Reproduce the lines below with "image" in place of "photo" and every other part unchanged. Leave the pictures out of your version.
========================================================================
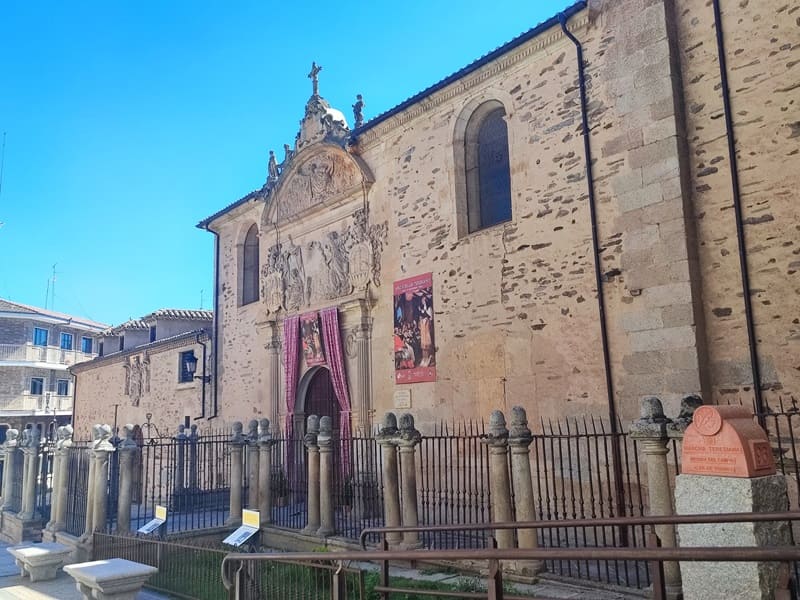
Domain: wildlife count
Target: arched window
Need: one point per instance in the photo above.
(250, 266)
(488, 176)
========================================================================
[EXERCISE RESPONSE]
Domain: wildlife count
Target: arched window
Need: one point per instance in the image above.
(250, 266)
(488, 176)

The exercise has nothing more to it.